**Set task**
Reproduce word for word the lines of the listing below, starting with the line that contains "Is there any roadside" and going on through the line that contains "Is there any street", with both of those lines included.

(Part of a data file)
....
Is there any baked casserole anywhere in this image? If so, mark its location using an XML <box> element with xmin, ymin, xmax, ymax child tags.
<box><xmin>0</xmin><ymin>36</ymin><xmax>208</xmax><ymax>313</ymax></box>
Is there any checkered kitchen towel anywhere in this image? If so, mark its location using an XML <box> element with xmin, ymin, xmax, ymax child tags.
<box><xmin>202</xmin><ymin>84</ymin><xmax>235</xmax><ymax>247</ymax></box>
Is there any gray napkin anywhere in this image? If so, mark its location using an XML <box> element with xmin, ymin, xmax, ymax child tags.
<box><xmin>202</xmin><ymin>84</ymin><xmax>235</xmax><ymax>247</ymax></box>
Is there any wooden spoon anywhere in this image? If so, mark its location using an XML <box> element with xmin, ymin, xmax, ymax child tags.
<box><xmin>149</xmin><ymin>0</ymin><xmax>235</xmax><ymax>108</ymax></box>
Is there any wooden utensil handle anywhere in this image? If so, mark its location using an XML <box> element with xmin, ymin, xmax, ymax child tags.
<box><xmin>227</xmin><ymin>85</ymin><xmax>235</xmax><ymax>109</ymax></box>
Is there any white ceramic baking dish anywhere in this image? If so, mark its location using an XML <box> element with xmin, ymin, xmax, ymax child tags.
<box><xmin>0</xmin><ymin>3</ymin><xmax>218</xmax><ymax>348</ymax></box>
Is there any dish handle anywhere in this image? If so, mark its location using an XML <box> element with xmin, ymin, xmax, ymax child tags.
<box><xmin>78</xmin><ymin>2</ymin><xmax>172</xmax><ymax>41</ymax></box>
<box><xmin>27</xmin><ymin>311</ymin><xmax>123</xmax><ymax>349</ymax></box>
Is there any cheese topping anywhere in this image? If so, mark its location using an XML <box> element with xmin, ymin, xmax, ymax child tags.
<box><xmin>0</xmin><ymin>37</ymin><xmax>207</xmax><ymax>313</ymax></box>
....
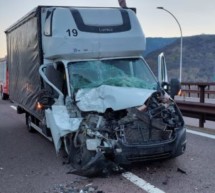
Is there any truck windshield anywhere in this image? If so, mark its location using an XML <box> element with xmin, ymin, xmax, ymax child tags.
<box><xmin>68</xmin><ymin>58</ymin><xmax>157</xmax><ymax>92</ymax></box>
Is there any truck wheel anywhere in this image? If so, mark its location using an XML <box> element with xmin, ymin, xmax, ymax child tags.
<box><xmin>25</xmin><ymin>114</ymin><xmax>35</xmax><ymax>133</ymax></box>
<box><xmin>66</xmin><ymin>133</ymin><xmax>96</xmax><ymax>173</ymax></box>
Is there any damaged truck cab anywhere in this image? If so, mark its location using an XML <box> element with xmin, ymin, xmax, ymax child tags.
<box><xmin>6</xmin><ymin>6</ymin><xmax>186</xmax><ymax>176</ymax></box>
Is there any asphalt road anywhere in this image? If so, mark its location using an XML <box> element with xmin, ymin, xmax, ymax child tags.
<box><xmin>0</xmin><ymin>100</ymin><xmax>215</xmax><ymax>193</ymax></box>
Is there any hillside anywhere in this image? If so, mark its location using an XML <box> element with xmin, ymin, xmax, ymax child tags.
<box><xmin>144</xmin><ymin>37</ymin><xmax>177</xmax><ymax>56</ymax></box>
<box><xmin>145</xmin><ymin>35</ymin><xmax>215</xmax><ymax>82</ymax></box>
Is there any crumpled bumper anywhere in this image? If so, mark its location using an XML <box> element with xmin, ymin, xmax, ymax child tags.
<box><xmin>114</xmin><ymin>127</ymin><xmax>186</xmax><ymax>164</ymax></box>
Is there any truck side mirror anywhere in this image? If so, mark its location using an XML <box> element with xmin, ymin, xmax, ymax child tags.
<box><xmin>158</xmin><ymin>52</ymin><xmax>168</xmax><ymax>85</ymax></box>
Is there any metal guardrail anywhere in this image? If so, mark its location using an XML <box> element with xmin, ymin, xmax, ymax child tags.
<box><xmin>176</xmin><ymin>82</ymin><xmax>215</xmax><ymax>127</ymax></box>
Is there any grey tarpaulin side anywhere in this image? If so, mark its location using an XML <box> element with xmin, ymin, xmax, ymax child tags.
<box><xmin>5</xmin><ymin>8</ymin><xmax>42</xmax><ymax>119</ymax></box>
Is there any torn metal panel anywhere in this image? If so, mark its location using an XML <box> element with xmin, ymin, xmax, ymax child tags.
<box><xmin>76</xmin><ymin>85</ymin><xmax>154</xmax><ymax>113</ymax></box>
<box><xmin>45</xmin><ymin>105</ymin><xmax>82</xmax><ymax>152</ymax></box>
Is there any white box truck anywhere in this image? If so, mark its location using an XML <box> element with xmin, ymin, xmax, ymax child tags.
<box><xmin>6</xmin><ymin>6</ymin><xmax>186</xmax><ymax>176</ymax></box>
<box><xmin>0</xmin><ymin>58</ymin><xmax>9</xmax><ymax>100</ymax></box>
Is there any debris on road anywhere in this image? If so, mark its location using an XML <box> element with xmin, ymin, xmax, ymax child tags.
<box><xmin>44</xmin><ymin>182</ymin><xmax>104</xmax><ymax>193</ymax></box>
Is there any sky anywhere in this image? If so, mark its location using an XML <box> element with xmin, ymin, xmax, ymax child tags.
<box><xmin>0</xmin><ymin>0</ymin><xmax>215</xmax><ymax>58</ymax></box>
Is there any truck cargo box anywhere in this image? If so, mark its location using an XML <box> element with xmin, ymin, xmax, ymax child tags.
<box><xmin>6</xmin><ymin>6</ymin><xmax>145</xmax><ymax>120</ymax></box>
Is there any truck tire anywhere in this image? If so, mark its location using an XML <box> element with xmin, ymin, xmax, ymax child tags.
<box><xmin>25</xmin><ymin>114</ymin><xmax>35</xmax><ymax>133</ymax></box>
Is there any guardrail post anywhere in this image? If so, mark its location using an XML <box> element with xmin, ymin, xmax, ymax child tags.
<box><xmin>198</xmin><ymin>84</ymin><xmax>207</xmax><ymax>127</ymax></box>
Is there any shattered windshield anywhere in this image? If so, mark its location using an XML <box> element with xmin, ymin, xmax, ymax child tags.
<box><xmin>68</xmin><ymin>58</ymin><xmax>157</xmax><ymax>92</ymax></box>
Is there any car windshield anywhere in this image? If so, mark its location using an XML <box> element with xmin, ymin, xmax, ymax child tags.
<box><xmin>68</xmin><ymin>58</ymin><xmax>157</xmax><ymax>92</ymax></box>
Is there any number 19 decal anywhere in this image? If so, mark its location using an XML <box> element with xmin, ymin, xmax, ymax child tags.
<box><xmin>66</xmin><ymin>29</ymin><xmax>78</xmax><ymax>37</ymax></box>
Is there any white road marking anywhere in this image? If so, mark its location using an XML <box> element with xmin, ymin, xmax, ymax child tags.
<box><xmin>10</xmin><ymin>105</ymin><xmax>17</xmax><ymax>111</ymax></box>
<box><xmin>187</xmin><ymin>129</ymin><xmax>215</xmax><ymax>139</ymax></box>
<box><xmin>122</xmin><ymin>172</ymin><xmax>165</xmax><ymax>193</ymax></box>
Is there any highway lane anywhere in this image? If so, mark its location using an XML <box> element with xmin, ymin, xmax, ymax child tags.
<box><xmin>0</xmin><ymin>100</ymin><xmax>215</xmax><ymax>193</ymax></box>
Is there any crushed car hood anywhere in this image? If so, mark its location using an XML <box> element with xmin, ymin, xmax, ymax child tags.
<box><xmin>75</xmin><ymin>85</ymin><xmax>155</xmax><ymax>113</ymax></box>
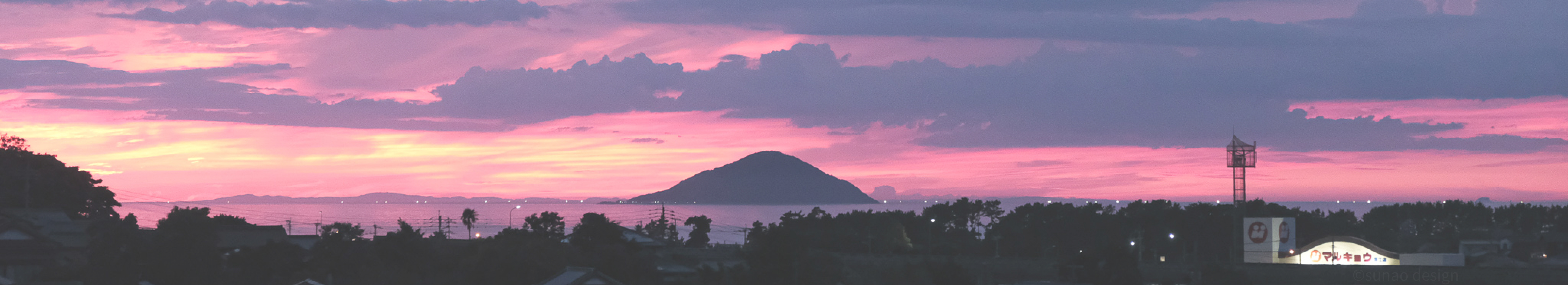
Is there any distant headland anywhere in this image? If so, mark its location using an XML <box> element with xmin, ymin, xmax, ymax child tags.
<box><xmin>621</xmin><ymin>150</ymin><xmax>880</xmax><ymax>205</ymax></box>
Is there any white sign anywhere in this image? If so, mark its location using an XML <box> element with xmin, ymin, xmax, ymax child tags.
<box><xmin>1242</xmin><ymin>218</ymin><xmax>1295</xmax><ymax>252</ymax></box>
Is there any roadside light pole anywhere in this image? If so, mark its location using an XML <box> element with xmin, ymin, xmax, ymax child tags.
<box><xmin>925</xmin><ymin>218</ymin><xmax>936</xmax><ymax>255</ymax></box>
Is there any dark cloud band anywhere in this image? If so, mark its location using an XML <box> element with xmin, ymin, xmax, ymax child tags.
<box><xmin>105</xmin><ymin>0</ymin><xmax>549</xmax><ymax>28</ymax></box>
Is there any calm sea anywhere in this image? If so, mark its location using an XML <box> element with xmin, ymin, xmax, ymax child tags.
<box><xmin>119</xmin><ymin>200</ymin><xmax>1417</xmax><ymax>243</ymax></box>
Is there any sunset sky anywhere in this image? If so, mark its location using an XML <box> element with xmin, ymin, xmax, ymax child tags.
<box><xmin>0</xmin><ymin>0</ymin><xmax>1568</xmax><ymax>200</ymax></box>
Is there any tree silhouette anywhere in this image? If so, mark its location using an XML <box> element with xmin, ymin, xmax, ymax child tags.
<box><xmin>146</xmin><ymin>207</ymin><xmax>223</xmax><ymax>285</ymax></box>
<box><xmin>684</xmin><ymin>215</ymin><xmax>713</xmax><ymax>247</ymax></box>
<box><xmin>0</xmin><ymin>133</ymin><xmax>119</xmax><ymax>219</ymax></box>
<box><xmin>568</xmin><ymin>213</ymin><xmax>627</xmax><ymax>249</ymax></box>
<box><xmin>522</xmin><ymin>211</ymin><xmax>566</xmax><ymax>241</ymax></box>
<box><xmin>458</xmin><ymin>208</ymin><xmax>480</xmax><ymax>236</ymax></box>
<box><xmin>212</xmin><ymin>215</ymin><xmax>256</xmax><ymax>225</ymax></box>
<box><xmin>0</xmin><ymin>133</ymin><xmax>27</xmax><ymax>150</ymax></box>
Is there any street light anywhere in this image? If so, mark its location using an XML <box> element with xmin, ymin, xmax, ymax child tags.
....
**Reply to the task**
Is there any roadside light pole anywhere in this image? If so, mark its location using an XML <box> element with xmin, ymin, xmax, ymax child tags.
<box><xmin>925</xmin><ymin>218</ymin><xmax>936</xmax><ymax>255</ymax></box>
Is there any dark cloud band anywhere in this image? If so, mark its location using an XML <box> element with xmin, ymin, xmax, ymax child tags.
<box><xmin>105</xmin><ymin>0</ymin><xmax>549</xmax><ymax>28</ymax></box>
Is there any calm sea anywhere in this image? If so, mark its location using an XML <box> element with xmin, ymin, xmax, ymax child tags.
<box><xmin>119</xmin><ymin>200</ymin><xmax>1417</xmax><ymax>243</ymax></box>
Is there any sunset sky anywhere in this image? If so, mark its location using an XML <box> element with xmin, ymin, xmax, ymax child tags.
<box><xmin>0</xmin><ymin>0</ymin><xmax>1568</xmax><ymax>200</ymax></box>
Is there any tree silhouette anywhere in this image? If so, mark its location using an XML <box> element with xmin, ymin, xmax, ymax child tags.
<box><xmin>146</xmin><ymin>207</ymin><xmax>223</xmax><ymax>285</ymax></box>
<box><xmin>684</xmin><ymin>215</ymin><xmax>713</xmax><ymax>247</ymax></box>
<box><xmin>0</xmin><ymin>133</ymin><xmax>119</xmax><ymax>219</ymax></box>
<box><xmin>568</xmin><ymin>213</ymin><xmax>627</xmax><ymax>249</ymax></box>
<box><xmin>522</xmin><ymin>211</ymin><xmax>566</xmax><ymax>241</ymax></box>
<box><xmin>458</xmin><ymin>208</ymin><xmax>480</xmax><ymax>236</ymax></box>
<box><xmin>212</xmin><ymin>215</ymin><xmax>256</xmax><ymax>225</ymax></box>
<box><xmin>0</xmin><ymin>133</ymin><xmax>27</xmax><ymax>150</ymax></box>
Is there any street light anywhere in this image? If so, mark its location using an XML <box> element with xmin, ymin, xmax, ymax child tags.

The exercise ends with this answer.